List each line below that contains the string "porch". Matches must have the same case.

[Pointing lines for named objects]
________________________________________

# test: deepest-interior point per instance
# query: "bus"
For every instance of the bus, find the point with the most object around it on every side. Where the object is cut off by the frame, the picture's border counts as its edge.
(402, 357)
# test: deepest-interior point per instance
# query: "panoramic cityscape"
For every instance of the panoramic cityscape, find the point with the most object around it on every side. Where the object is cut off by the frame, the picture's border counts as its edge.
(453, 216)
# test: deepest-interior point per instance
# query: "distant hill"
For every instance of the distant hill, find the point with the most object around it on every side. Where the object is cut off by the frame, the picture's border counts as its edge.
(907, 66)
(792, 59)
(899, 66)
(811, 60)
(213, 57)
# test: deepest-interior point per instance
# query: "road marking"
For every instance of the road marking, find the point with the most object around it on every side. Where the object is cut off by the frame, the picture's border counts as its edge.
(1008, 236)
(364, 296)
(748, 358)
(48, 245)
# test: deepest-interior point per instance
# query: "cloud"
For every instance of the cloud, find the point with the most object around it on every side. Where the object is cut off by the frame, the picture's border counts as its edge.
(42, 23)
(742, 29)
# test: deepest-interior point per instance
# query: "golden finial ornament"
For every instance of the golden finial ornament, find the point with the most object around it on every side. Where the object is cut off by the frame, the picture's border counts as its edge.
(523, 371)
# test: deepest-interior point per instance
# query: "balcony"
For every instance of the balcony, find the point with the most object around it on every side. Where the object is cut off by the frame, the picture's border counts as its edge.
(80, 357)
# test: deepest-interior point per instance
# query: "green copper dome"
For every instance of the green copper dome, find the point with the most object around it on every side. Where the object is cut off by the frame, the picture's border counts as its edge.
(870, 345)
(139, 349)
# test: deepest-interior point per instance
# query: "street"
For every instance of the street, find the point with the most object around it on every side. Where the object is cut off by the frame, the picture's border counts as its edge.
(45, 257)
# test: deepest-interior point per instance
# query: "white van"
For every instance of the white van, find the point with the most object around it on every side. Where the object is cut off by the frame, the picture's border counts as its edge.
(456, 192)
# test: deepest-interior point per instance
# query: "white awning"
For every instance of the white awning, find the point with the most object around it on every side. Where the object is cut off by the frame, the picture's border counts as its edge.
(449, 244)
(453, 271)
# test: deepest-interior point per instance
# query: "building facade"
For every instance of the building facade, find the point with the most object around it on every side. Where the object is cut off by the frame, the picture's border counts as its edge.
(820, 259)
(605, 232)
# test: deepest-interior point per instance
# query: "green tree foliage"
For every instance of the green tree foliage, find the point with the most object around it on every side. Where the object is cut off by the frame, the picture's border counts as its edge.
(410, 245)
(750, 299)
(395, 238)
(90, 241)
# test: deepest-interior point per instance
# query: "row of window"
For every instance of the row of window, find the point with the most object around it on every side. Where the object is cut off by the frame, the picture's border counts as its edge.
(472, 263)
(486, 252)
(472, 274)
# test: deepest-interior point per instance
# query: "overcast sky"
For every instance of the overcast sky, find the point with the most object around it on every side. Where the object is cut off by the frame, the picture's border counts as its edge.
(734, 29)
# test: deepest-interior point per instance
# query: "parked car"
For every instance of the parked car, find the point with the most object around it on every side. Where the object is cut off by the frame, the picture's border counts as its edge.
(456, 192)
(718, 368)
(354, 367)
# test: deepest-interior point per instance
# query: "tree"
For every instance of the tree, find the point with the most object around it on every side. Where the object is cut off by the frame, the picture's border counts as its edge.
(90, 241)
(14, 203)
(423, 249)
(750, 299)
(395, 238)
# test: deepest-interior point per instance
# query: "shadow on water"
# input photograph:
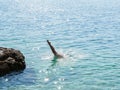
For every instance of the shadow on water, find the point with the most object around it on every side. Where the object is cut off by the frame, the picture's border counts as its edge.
(27, 77)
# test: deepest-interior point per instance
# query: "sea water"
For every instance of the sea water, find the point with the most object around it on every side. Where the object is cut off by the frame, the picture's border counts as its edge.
(86, 32)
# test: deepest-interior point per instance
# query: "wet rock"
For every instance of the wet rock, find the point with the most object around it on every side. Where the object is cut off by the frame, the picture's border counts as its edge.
(11, 60)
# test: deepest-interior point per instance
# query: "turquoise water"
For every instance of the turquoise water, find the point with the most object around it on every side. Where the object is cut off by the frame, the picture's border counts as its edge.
(86, 32)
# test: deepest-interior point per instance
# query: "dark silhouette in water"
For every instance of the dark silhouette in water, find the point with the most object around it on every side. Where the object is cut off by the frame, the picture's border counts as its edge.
(56, 55)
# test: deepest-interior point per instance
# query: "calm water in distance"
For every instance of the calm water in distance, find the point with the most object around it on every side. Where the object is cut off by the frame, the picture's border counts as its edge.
(86, 32)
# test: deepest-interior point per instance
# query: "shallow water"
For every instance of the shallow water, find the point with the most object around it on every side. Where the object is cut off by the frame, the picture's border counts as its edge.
(86, 32)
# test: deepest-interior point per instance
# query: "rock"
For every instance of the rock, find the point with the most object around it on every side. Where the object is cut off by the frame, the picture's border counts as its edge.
(11, 60)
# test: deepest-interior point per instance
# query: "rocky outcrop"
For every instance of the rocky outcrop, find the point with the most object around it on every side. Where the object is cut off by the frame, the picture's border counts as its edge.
(11, 60)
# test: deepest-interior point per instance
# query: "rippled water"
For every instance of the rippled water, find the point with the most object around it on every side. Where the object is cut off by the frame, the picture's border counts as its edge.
(86, 32)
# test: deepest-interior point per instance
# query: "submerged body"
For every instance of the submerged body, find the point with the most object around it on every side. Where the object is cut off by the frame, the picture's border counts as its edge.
(54, 51)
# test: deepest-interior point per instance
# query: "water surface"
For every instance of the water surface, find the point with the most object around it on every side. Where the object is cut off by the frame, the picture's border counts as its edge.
(86, 32)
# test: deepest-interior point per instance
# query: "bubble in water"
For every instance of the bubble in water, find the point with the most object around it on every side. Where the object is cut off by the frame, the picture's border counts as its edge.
(46, 79)
(59, 87)
(6, 80)
(55, 82)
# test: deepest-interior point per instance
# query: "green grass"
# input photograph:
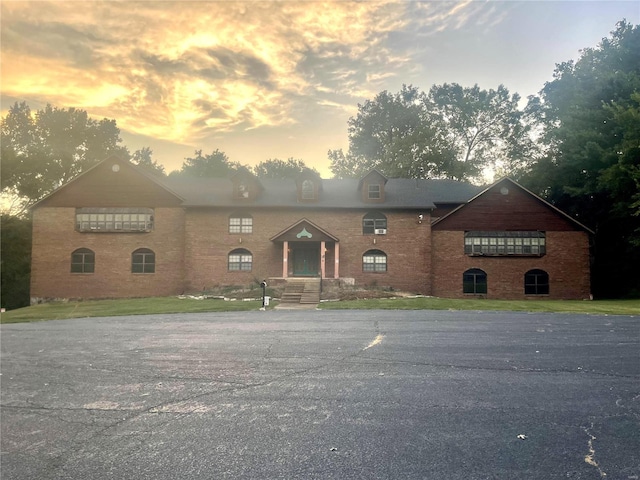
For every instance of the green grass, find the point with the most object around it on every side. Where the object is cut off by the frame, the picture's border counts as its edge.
(133, 306)
(609, 307)
(149, 306)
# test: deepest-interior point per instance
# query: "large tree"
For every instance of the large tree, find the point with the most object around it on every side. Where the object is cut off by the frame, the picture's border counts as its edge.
(486, 129)
(449, 132)
(215, 164)
(15, 262)
(41, 151)
(591, 167)
(392, 134)
(276, 168)
(143, 158)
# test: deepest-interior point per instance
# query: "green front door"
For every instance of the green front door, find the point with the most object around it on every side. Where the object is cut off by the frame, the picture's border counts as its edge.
(306, 260)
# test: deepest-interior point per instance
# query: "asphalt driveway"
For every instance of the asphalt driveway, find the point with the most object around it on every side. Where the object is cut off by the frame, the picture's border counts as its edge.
(322, 395)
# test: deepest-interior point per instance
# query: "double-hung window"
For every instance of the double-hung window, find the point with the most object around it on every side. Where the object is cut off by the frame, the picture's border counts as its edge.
(374, 261)
(240, 260)
(240, 224)
(143, 260)
(83, 260)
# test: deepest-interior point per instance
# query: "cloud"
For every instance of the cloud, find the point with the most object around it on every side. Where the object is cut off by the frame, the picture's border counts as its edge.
(182, 71)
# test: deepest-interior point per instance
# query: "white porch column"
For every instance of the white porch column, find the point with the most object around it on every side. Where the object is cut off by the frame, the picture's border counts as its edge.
(285, 259)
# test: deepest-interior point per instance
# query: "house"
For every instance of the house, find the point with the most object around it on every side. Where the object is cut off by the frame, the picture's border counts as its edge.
(116, 231)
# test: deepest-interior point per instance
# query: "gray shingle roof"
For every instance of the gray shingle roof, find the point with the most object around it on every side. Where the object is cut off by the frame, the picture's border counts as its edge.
(399, 193)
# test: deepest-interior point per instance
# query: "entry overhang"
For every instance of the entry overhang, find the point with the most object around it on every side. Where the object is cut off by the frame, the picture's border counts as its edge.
(304, 231)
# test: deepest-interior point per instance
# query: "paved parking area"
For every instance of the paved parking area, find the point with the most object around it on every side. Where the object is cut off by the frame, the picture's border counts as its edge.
(322, 395)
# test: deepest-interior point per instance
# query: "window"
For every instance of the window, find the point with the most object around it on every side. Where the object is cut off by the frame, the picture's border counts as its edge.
(243, 190)
(536, 282)
(99, 220)
(374, 261)
(83, 260)
(143, 260)
(240, 224)
(240, 260)
(373, 221)
(308, 190)
(531, 244)
(474, 281)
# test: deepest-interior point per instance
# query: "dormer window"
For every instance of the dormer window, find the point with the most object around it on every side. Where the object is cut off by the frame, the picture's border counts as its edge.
(371, 187)
(374, 192)
(243, 190)
(245, 186)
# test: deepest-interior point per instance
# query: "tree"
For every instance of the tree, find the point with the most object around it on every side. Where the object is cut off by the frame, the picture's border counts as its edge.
(216, 164)
(451, 132)
(15, 263)
(276, 168)
(391, 133)
(591, 131)
(43, 151)
(143, 159)
(486, 129)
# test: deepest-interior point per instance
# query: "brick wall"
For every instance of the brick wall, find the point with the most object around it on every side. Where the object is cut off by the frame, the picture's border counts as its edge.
(566, 262)
(55, 238)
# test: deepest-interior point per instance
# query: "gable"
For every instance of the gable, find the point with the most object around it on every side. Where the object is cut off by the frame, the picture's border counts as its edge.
(507, 206)
(304, 231)
(112, 183)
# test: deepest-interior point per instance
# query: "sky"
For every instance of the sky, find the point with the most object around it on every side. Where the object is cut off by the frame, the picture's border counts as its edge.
(275, 79)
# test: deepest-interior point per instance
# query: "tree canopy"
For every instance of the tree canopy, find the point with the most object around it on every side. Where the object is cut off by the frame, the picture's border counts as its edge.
(449, 132)
(215, 164)
(276, 168)
(590, 122)
(41, 151)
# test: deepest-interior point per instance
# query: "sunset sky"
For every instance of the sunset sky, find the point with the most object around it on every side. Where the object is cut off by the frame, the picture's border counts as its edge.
(268, 79)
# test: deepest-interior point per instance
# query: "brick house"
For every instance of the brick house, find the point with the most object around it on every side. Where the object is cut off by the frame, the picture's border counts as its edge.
(117, 231)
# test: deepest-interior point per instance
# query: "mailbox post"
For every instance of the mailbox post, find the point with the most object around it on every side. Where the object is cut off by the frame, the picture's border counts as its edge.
(263, 284)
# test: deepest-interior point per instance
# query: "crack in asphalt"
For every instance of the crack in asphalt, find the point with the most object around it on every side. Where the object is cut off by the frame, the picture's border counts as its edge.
(590, 458)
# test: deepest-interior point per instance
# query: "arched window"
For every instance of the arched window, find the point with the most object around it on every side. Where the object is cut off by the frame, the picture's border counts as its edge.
(143, 260)
(83, 260)
(474, 281)
(374, 261)
(536, 282)
(240, 260)
(240, 223)
(374, 222)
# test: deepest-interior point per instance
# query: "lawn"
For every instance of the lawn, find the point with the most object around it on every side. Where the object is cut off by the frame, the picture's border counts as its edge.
(149, 306)
(133, 306)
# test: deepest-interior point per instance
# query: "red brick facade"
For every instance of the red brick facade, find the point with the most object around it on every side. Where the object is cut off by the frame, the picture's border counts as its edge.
(192, 243)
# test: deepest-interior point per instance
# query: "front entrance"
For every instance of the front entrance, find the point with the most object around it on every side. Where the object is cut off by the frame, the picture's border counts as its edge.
(305, 260)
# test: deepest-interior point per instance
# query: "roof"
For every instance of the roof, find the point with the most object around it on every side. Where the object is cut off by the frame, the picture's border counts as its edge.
(336, 193)
(483, 191)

________________________________________

● **Solution below**
# query: "white porch column"
For every instance of the white porch column, find the point with the most object around it on every side. Where the object is cut off by the frame, the picture's border counts as its edge.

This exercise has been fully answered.